Request a: State whether each of the following statements agrees with the passage on Daurli metro station below, answering yes or no and quoting the deciding words: (i) RRTS trains stop at Daurli station; (ii) construction of the station began in 2020; (iii) the station has two island platforms and four tracks.

══════════════════════════════

Metro station in Uttar Pradesh, India

The Daurli metro station is an elevated Meerut Metro station on the Delhi–Ghaziabad–Meerut RRTS corridor (also known as the Namo Bharat corridor) serving Daurli in Meerut, Uttar Pradesh, India. It serves as a halt for Meerut Metro trains that run at a speed of 120 km/h. The RRTS trains, which do not stop here, pass through the station at a speed of 160 km/h. The station is constructed, owned and operated by the National Capital Region Transport Corporation (NCRTC). The station was inaugurated on 22 February 2026.

== History ==
The station is part of the 23 km-long Meerut Metro segment within the Delhi–Meerut RRTS corridor. Construction works began in 2020 under the supervision of the National Capital Region Transport Corporation (NCRTC). All major civil works and finishing works, including electrical and platform installations, were completed by January 2026, paving the way for the station's inauguration with the entire RRTS and metro corridors on 22 February 2026.

== Location ==
The station is located on NH-334B, which runs from Meerut to Roorkee in Uttarakhand, just south of a fuel station of IndianOil and an outlet mall, and is surrounded by densely populated areas. Thanks to its location, the station provides direct access to local transport routes, commercial and residential zones.

== Design and structure ==
The station is designed as an elevated structure with two island platforms and four tracks. The platforms have metro tracks on one side and RRTS tracks on the other. Only one side of the platform (facing the metro tracks) is accessible to passengers, with doors opening onto the metro trains. The other side of the platform (facing the RRTS tracks) is inaccessible to passengers, as RRTS trains pass through without stopping at these stations, thus technically making the platforms side platforms. This design has optimized land use and reduced construction costs, while also leaving space for future expansion or modifications.

=== Facilities ===

- Four lifts and six escalators
- Passenger waiting areas
- Ticket vending machines and smartcard facilities
- CCTV surveillance and security systems
- Platform screen doors (PSDs)

══════════════════════════════

Request b: Pick out every line of the entries below that contains the string "glossy", and copy each such line in full.

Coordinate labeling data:
══════════════════════════════

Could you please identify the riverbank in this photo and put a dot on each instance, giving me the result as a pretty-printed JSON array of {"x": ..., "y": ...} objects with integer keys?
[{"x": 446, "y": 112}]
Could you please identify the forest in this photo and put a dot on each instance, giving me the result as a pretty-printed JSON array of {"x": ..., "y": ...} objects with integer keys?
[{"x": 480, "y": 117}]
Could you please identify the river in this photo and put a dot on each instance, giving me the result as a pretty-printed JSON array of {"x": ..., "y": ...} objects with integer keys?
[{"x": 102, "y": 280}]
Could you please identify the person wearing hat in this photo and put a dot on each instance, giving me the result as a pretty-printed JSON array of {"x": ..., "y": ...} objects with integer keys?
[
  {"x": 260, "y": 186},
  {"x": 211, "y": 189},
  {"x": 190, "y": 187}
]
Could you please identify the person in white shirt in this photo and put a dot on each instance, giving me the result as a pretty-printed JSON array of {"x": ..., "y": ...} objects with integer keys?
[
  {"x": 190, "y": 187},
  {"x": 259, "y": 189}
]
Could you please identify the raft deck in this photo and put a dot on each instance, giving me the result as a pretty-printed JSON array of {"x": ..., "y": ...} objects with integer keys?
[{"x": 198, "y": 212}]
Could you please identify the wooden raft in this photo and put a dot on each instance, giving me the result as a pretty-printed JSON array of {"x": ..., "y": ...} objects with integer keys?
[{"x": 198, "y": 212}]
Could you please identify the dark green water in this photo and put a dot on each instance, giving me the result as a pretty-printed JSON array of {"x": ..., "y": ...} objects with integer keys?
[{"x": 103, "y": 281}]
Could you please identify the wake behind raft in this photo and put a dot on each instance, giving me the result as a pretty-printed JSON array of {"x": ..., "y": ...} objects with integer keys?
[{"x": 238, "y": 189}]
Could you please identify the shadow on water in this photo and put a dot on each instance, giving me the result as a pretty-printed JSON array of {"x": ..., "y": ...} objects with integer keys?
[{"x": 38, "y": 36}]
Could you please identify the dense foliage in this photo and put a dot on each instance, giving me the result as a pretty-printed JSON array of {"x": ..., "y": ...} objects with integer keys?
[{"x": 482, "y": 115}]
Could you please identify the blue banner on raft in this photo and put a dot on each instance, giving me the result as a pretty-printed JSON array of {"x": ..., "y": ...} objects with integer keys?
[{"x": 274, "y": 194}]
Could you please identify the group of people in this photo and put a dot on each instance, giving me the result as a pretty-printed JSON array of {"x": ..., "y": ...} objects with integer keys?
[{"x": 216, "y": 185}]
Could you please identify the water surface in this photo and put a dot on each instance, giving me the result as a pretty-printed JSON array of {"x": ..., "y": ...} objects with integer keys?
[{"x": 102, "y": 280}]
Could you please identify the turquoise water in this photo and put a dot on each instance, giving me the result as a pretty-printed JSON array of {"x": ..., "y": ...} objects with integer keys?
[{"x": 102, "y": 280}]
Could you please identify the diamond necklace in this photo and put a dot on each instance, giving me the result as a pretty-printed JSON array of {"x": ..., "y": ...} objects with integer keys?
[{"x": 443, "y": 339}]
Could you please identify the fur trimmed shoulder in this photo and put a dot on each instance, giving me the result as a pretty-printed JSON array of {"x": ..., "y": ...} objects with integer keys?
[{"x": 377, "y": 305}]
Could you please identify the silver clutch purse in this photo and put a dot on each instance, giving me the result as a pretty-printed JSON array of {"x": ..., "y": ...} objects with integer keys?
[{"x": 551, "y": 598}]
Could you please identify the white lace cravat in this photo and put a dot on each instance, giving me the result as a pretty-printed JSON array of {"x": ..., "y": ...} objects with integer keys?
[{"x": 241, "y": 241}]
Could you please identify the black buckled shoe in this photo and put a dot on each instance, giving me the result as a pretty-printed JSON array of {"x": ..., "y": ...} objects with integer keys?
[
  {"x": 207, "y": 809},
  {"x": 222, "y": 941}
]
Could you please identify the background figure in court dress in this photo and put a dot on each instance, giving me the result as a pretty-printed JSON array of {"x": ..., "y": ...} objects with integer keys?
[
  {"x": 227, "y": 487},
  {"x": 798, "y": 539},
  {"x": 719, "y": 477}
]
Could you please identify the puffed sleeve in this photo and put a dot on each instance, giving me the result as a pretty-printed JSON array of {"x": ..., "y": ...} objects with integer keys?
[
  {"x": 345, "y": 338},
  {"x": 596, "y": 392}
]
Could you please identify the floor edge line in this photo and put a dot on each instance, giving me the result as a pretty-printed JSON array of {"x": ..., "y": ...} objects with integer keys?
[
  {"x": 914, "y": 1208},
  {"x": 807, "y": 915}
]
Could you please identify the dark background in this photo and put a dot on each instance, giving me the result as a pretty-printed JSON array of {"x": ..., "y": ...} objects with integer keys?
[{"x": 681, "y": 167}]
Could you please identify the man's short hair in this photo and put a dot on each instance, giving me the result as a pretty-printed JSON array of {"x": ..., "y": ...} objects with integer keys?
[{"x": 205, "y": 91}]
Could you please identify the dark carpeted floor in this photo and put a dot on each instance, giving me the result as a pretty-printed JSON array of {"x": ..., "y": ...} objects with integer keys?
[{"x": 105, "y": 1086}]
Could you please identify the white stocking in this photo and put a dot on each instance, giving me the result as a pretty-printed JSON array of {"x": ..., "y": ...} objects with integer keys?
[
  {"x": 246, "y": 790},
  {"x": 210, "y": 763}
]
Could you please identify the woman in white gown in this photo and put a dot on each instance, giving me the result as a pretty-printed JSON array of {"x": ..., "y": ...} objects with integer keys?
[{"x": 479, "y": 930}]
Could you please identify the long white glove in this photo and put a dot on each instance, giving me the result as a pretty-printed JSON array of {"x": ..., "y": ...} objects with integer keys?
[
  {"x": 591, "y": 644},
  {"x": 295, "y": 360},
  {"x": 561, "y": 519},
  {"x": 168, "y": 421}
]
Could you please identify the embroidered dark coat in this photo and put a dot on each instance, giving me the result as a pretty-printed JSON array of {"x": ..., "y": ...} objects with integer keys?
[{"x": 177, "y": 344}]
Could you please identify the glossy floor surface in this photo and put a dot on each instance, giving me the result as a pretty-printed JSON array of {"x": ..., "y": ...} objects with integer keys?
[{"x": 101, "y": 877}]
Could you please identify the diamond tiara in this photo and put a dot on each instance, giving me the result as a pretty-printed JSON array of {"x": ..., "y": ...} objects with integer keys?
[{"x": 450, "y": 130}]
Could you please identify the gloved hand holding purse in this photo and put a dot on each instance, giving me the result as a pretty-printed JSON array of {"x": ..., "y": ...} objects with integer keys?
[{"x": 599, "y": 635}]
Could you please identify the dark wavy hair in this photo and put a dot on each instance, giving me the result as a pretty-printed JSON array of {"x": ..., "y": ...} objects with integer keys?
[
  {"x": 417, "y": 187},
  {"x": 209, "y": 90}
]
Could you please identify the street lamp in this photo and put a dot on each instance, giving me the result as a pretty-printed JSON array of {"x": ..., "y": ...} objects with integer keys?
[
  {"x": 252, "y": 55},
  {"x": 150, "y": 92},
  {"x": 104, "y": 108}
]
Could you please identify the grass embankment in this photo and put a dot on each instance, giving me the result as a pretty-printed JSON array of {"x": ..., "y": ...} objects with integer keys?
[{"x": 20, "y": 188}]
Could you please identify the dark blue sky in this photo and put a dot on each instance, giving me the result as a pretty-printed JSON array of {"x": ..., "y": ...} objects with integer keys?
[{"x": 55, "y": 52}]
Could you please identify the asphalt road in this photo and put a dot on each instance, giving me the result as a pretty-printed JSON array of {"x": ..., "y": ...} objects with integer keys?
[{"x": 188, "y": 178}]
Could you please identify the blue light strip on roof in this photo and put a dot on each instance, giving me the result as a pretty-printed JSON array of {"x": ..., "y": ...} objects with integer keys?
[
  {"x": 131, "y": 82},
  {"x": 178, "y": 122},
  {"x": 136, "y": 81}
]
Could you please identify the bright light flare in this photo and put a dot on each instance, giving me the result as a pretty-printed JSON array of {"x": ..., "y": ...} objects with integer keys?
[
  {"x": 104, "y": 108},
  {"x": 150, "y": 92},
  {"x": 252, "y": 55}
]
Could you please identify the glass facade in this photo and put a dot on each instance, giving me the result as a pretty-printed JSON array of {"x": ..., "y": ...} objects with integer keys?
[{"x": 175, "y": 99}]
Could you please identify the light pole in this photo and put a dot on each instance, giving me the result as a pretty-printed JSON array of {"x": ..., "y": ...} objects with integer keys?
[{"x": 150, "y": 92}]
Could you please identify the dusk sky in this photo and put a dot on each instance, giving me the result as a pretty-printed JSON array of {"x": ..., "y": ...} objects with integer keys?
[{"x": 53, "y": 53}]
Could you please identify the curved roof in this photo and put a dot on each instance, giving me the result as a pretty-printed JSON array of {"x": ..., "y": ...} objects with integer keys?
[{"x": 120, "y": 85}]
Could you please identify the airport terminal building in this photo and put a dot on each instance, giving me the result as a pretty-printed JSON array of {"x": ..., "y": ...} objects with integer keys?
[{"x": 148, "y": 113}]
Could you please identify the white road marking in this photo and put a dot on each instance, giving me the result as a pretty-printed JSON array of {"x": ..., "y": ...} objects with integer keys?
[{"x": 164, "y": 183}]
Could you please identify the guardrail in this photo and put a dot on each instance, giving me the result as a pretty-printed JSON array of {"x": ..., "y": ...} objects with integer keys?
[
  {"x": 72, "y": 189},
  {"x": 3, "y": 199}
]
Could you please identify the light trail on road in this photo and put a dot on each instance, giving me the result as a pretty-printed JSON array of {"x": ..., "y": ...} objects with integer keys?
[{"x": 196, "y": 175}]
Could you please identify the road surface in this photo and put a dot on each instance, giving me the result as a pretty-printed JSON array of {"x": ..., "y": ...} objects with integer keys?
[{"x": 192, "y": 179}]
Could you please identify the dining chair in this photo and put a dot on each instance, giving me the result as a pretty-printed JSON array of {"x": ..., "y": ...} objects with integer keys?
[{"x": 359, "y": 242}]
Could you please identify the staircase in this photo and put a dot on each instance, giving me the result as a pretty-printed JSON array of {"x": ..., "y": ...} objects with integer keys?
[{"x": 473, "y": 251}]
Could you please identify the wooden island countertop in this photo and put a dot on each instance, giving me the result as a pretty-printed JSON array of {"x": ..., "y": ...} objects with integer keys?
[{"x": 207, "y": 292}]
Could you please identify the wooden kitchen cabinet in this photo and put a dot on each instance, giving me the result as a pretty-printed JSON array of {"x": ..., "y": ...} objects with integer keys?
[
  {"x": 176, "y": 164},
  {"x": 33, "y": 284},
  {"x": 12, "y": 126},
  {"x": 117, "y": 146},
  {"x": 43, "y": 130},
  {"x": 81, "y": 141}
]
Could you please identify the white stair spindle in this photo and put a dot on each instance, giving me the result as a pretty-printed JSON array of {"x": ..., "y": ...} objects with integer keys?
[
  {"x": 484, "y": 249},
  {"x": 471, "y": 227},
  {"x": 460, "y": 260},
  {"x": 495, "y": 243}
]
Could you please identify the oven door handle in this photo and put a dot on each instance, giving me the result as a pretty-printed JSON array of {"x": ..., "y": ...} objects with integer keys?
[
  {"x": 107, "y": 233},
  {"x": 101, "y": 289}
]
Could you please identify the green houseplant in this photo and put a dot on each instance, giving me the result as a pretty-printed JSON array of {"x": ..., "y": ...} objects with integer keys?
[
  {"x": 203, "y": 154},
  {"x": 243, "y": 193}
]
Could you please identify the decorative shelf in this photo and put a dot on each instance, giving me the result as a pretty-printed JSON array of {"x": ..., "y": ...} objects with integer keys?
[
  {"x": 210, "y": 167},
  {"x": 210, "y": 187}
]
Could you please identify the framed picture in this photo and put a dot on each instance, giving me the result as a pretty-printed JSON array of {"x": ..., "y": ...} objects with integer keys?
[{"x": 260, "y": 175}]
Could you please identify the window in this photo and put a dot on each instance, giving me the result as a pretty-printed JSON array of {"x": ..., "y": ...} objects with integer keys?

══════════════════════════════

Written response a:
(i) No: "The RRTS trains, which do not stop here, pass through the station at a speed of 160 km/h."
(ii) Yes: "Construction works began in 2020 under the supervision of the National Capital Region Transport Corporation (NCRTC)."
(iii) Yes: "The station is designed as an elevated structure with two island platforms and four tracks."

Written response b:
Could you please identify the glossy floor surface in this photo and put a dot on each instance, giving me the result as a pretty-printed JSON array of {"x": ..., "y": ...} objects with integer keys?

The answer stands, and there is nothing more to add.